◆ **Objetivo do exercício**:
Transcreva da resenha do filme "No" o trecho que começa em "Resenha do filme" e vai até "redemocratização do país.", incluindo este último, sem alterar nenhuma palavra.

◆ **Texto fornecido**:

··········

Resenha do filme "NO" _ Por: Camila Machado


O filme "No", é uma ficção que reconstitui o histórico plebiscito de 1988 do Chile, convocado por pressão internacional, no qual o general Augusto Pinochet pretendia conseguir aval popular para sua continuidade no poder após 15 anos do golpe. O filme expõe a importância do trabalho de René Saavedra, um publicitário, filho de um exilado, que foi convidado pela esquerda para orientar a campanha do "Não" ao regime e que contribuiu fortemente para a derrota de Pinochet, abrindo caminho para a redemocratização do país.

            Enquanto narra o processo de construção da campanha do “Não” o filme mostra nas entrelinhas toda a violência, repressão e tortura vivenciada no Chile daquela época.   A proposta da campanha do “No” que antes trazia um tom mais documental e fazia questão de mostrar para a população chinela todas as atrocidades que os militares cometiam diariamente no país, é totalmente reestruturada por René Saavedra. O publicitário decide usar dos truques e ideais publicitários em nome da concretização de um sonho, amenizando o tom da campanha, de forma a torná-la alegre e cativante. Porém, ideia não é aceita facilmente pela bancada esquerdista.  A ideia de fazer uma campanha “alegre” simplesmente não fazia sentido para eles, tudo parecia mais uma nova forma de silenciamento da violenta realidade chilena do que uma campanha contra o regime autoritário. “Parece que estou assistindo um comercial da Coca-Cola!”, diz um dos integrantes da bancada. Mas, René estava confiante de que daria certo, ele faria críticas a tudo de ruim que o governo fazia, mas sempre chamando a atenção do público que aquilo acabaria em breve (se votassem “no”). “Chile, a alegria tá chegando”, repetia o jingle da campanha. René usou de todos os artifícios universais da publicidade  que podia na campanha: pessoas lindas e sorridentes cantavam e dançavam ao som do jingle. Ele implantou no imaginário dos chilenos o sonho da liberdade, o sonho de um país renovado e livre de toda opressão.



    O marketing eleitoral tornou-se um ingrediente obrigatório e indispensável de qualquer campanha política, mas em 1988, quando a guerra fria chegava ao auge, era impensável enfrentar a extrema direita militar com uma série de spots publicitários alegres, animados, esperançosos. Mas, foi exatamente o contraste entre com o cheiro de chumbo que imperava no Chile e a ideia alegre de um futuro livre que fez com que o Chile se libertasse.  O longa metragem chama para discussão o uso dos meios publicitários para impulsionar sonhos ideológicos que, por si só, não teriam tal força. O filme ainda, nas entrelinhas, faz uma crítica ao universo de cópias presente na publicidade. Em determinada parte do filme, quando a campanha do “No” começa a ganhar força, a campanha do “si” muda suas estratégias e passa a adotar os mesmos estilos empregados na campanha rival. “Eles copiaram sua campanha”, acusa Veronica, ex-mulher do René, enquanto eles assistem o horário eleitoral. Ao passo que René apenas responde: “Não. É uma cópia da cópia, da cópia, da cópia..”.

··········

◆ **Registros armazenados**:

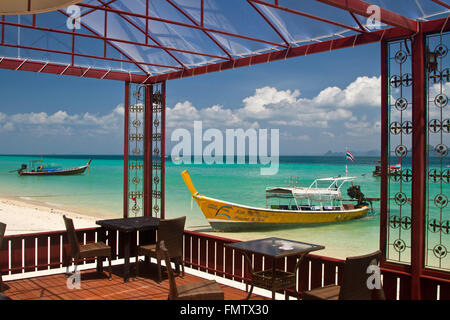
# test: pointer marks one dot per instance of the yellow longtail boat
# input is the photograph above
(227, 216)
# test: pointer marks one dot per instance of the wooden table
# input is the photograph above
(126, 226)
(274, 248)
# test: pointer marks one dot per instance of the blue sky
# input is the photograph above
(63, 115)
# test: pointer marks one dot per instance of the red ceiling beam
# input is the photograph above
(110, 43)
(72, 53)
(177, 23)
(68, 70)
(147, 35)
(269, 22)
(442, 3)
(93, 36)
(307, 15)
(324, 46)
(362, 8)
(201, 24)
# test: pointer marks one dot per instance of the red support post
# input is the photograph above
(163, 150)
(362, 8)
(125, 149)
(148, 138)
(384, 149)
(418, 163)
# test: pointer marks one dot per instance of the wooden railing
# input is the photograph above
(21, 254)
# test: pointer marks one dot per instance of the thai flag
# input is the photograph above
(350, 156)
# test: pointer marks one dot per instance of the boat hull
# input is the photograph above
(68, 172)
(58, 172)
(226, 216)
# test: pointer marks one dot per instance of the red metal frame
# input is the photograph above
(415, 278)
(125, 149)
(285, 49)
(361, 8)
(418, 187)
(148, 172)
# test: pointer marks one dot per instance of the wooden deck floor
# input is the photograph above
(96, 286)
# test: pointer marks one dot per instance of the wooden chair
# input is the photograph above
(201, 290)
(2, 235)
(90, 250)
(354, 282)
(171, 232)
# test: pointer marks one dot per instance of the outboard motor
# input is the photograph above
(354, 192)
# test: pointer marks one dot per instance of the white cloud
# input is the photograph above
(63, 123)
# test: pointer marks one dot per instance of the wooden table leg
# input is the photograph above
(101, 238)
(273, 278)
(126, 253)
(249, 262)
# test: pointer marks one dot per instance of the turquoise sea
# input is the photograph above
(98, 192)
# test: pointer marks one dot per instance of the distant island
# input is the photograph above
(370, 153)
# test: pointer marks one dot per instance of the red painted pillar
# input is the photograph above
(125, 149)
(148, 151)
(418, 163)
(163, 150)
(384, 149)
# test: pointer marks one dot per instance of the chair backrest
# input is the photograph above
(171, 232)
(356, 273)
(73, 240)
(2, 232)
(173, 292)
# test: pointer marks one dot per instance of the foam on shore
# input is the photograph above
(24, 216)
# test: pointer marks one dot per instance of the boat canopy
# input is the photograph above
(316, 194)
(313, 192)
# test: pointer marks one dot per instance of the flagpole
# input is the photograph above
(346, 160)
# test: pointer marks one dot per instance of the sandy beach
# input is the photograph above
(23, 217)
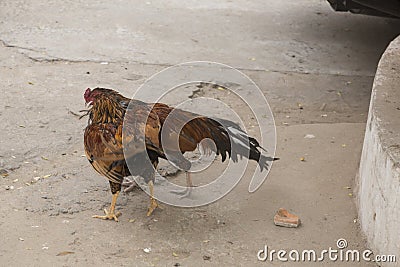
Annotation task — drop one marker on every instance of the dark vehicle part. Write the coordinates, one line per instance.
(381, 8)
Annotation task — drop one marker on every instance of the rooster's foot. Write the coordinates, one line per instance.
(108, 216)
(153, 206)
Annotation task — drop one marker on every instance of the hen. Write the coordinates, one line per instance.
(111, 131)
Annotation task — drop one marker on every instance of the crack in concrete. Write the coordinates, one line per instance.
(52, 59)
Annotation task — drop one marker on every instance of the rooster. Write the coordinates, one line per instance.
(104, 140)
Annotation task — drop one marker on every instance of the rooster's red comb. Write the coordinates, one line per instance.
(87, 93)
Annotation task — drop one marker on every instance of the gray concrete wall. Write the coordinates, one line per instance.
(379, 175)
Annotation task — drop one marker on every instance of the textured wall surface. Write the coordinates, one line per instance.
(379, 175)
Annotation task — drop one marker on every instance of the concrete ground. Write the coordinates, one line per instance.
(298, 52)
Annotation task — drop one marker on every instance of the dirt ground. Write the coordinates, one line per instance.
(298, 53)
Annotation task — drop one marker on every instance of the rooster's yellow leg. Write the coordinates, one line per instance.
(153, 202)
(110, 215)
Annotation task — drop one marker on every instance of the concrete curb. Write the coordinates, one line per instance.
(378, 181)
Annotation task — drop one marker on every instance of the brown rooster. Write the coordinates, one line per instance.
(104, 144)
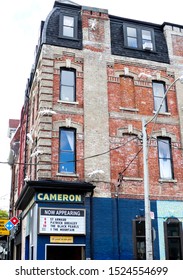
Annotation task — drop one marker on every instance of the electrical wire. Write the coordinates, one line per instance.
(77, 160)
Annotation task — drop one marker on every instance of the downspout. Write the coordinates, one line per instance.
(91, 226)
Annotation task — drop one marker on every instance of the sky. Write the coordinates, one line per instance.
(19, 28)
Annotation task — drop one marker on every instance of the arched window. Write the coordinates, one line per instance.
(67, 152)
(173, 239)
(139, 239)
(68, 85)
(158, 93)
(165, 158)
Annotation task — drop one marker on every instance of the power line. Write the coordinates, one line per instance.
(81, 159)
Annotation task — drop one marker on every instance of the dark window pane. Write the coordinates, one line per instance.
(173, 229)
(68, 21)
(159, 92)
(67, 78)
(67, 85)
(68, 31)
(164, 148)
(174, 247)
(140, 228)
(132, 32)
(141, 249)
(165, 161)
(67, 93)
(132, 42)
(68, 26)
(146, 35)
(67, 151)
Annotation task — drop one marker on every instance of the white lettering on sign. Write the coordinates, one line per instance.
(62, 221)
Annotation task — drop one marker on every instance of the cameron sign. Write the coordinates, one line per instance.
(60, 197)
(62, 221)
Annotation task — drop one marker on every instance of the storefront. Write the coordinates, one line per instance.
(56, 220)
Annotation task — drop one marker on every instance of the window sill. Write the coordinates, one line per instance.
(68, 102)
(167, 180)
(67, 174)
(132, 179)
(162, 113)
(128, 109)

··········

◆ **Solução do exercício**:
Resenha do filme "NO" _ Por: Camila Machado


O filme "No", é uma ficção que reconstitui o histórico plebiscito de 1988 do Chile, convocado por pressão internacional, no qual o general Augusto Pinochet pretendia conseguir aval popular para sua continuidade no poder após 15 anos do golpe. O filme expõe a importância do trabalho de René Saavedra, um publicitário, filho de um exilado, que foi convidado pela esquerda para orientar a campanha do "Não" ao regime e que contribuiu fortemente para a derrota de Pinochet, abrindo caminho para a redemocratização do país.